## BEGIN

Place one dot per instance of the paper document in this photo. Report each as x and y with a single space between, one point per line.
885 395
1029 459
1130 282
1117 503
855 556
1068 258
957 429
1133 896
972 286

## END

Print every line of the material above without any changes.

**Task output**
Place one dot per instance of the paper document in this photo. Report each as x and y with a single space between, one point per line.
885 395
1029 459
1130 282
1117 503
855 556
1068 258
957 429
1133 896
972 286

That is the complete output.